**Input records:**
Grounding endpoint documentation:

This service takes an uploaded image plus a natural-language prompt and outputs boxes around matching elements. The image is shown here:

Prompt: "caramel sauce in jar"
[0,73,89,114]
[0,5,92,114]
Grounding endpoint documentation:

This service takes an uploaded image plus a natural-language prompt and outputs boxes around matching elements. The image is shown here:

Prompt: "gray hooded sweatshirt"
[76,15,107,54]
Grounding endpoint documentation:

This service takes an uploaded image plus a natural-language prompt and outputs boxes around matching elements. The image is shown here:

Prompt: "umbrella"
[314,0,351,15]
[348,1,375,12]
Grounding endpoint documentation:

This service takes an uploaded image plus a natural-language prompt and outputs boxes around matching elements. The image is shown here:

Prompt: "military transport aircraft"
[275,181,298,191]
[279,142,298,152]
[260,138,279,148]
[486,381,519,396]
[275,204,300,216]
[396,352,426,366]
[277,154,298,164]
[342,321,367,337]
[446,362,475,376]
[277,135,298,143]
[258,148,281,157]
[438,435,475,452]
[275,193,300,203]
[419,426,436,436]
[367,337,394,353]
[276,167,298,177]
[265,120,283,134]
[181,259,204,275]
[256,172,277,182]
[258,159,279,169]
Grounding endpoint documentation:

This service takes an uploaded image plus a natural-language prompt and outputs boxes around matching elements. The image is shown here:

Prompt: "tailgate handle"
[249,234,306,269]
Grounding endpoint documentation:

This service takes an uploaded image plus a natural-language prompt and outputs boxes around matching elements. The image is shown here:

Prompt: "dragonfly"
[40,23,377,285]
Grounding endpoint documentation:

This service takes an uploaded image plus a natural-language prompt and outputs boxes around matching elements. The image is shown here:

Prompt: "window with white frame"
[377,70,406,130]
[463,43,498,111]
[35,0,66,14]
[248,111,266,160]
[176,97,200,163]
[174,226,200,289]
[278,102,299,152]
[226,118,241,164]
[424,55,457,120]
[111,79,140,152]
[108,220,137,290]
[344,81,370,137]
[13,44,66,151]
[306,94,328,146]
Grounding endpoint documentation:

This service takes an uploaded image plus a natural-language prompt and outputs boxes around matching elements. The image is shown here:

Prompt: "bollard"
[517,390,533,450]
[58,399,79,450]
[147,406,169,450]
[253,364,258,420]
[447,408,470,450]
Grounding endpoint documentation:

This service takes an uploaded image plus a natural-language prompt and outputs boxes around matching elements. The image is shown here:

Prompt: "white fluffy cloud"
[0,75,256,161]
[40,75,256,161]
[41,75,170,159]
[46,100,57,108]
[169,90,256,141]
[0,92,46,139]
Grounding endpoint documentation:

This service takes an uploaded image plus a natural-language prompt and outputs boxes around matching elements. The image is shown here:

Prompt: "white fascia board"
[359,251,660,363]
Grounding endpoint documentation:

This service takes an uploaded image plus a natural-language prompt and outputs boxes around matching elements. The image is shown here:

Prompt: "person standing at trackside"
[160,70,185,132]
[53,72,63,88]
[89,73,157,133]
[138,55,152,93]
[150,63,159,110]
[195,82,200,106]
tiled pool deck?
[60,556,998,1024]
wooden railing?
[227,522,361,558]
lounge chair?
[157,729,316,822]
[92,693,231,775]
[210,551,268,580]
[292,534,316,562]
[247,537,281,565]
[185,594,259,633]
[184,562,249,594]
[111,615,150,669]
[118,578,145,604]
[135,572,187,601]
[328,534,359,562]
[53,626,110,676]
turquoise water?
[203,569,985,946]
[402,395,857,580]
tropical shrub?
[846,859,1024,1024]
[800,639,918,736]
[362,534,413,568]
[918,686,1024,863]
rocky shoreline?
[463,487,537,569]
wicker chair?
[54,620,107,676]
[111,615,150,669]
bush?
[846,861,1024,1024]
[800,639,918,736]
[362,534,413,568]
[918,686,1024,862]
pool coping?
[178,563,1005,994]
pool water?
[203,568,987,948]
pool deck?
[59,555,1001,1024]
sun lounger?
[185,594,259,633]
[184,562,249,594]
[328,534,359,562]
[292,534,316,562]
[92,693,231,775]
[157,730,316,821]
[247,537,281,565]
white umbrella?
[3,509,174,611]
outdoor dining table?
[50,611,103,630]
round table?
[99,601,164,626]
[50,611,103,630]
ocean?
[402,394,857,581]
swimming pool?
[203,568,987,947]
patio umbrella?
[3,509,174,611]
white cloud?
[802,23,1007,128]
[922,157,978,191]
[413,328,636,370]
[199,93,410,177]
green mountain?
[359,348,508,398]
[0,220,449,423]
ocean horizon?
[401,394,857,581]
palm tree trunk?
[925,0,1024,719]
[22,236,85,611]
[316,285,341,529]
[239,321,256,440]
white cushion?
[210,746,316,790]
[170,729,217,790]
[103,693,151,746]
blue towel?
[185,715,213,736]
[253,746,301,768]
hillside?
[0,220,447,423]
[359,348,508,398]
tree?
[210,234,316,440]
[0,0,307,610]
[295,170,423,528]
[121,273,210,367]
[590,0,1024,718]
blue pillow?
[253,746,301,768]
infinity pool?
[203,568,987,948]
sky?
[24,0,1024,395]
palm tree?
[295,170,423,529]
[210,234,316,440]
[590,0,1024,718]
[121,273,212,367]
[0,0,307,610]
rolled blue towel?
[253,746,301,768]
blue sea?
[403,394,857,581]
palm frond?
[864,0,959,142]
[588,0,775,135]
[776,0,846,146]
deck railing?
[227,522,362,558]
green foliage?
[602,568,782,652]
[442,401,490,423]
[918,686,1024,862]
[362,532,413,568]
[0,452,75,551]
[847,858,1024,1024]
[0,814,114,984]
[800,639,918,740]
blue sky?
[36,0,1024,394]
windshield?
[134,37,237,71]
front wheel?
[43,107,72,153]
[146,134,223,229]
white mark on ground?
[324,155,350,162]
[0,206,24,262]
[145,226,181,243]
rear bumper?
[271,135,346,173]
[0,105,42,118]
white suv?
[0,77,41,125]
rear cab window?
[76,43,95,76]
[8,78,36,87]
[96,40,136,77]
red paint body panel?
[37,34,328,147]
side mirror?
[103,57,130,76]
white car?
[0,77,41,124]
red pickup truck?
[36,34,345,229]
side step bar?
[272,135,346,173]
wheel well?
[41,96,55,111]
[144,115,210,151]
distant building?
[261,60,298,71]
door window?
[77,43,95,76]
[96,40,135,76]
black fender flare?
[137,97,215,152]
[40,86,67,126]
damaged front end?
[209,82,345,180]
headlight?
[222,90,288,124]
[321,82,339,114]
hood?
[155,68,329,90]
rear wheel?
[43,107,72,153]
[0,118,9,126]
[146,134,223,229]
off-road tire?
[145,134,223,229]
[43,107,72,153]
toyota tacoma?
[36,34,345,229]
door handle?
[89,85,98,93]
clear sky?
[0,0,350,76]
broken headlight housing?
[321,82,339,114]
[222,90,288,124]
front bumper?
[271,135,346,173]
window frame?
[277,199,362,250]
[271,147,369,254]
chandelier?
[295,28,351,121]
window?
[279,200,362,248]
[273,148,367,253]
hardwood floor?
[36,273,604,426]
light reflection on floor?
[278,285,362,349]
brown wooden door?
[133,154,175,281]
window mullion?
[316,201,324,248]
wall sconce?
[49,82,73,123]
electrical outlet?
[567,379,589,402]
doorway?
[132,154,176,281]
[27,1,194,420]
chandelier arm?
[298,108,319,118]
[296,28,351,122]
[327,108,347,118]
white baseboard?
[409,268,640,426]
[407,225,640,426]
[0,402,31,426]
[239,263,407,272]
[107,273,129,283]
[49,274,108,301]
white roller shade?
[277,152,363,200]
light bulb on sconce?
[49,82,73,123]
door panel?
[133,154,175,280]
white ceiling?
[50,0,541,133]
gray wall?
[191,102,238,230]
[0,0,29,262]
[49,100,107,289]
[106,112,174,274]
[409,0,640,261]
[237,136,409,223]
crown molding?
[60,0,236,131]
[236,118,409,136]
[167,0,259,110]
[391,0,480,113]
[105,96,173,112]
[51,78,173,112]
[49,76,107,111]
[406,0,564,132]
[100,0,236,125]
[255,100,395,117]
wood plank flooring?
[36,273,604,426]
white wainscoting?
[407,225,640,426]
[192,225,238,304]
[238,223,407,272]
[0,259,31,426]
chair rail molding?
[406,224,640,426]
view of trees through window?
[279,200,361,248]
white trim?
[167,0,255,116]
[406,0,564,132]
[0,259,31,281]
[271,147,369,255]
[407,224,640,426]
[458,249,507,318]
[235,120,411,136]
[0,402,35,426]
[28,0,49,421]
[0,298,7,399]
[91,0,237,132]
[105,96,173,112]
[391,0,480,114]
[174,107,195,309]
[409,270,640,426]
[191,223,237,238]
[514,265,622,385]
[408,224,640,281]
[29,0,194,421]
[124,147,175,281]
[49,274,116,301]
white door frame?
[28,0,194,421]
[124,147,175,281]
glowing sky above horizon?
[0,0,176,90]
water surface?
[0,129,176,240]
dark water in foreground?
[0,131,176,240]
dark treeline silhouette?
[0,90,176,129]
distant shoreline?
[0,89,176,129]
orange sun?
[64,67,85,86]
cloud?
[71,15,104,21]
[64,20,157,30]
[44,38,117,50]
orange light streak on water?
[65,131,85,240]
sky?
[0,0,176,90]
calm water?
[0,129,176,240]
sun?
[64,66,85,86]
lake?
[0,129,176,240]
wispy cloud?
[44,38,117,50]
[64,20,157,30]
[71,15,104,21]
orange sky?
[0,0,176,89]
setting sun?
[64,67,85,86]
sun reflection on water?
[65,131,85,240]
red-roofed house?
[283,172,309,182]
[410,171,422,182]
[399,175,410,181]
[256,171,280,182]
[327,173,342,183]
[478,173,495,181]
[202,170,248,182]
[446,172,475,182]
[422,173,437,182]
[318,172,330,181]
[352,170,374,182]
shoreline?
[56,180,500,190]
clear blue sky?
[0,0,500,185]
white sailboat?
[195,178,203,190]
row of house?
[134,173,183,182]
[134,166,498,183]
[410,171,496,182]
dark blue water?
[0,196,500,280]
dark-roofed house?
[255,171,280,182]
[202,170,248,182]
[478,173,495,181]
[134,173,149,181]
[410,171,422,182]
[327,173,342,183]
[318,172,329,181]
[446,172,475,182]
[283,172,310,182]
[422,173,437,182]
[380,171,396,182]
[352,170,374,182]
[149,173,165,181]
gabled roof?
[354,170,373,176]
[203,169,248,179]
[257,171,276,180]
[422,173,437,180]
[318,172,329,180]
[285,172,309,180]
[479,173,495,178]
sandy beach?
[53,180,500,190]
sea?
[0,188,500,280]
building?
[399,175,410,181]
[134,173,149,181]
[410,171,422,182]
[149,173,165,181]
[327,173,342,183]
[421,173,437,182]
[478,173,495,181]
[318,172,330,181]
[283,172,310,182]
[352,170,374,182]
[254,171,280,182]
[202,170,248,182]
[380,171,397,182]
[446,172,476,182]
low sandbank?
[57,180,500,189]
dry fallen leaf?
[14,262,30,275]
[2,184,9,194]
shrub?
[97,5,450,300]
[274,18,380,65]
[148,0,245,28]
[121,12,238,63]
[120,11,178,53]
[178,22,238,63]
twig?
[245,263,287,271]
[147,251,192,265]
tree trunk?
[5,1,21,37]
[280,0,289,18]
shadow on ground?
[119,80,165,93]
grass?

**Task to complete:** Copy the listing from its first line through the line containing "[348,1,375,12]", both included, and leave the other lines as they are. Multiply every bounding-box coordinate in that stretch by 1.55 and round each result to a whole number, with halves rounding up.

**Task answer:**
Grounding endpoint documentation:

This service takes an uploaded image plus a natural-language prompt and outputs boxes around matching elements. The image is shown here:

Prompt: "caramel sauce in jar"
[0,113,138,177]
[0,8,143,177]
Grounding endpoint documentation:

This service takes an uploaded image plus a natural-language prompt and outputs boxes around matching elements. The image is shown here:

Prompt: "gray hooded sweatshirt"
[118,23,166,84]
Grounding endpoint documentation:

This service takes an uploaded image plus a natural-language prompt and outputs boxes around matching elements. The image is shown here:

Prompt: "umbrella"
[487,0,544,23]
[539,2,581,19]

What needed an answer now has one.